■ WHAT YOU HAVE TO DO: Which of the rows below contain the word "blue"? Show each of those rows in full, unchanged.

■ DATA LISTING:
· · · · ·
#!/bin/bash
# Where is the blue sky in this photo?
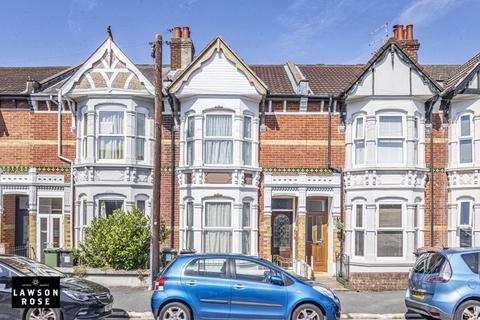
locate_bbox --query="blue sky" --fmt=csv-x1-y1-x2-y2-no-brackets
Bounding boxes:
· · · · ·
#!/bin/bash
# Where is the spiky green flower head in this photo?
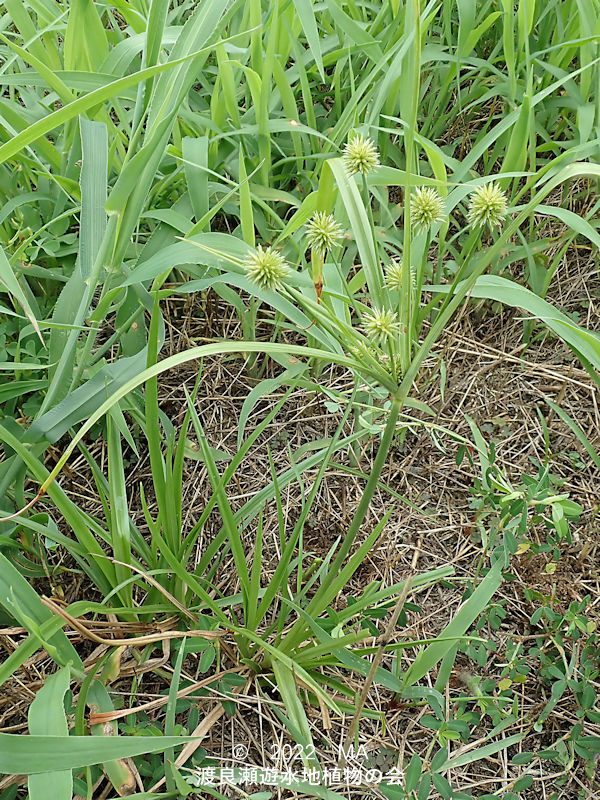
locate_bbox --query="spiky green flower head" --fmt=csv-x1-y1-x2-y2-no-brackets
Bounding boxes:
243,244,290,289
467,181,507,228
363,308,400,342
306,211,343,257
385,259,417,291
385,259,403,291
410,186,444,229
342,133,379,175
· · · · ·
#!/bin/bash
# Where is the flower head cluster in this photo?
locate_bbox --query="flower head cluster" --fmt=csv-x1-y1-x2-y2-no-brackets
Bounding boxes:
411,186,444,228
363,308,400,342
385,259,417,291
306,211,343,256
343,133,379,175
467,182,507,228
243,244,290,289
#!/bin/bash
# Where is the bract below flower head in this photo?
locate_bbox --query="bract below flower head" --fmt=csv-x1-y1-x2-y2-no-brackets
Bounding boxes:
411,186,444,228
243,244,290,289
· · · · ·
■ FULL RESPONSE:
# Where is the blue sky in this photo?
locate_bbox --query="blue sky" --fmt=csv-x1-y1-x2-y2-no-brackets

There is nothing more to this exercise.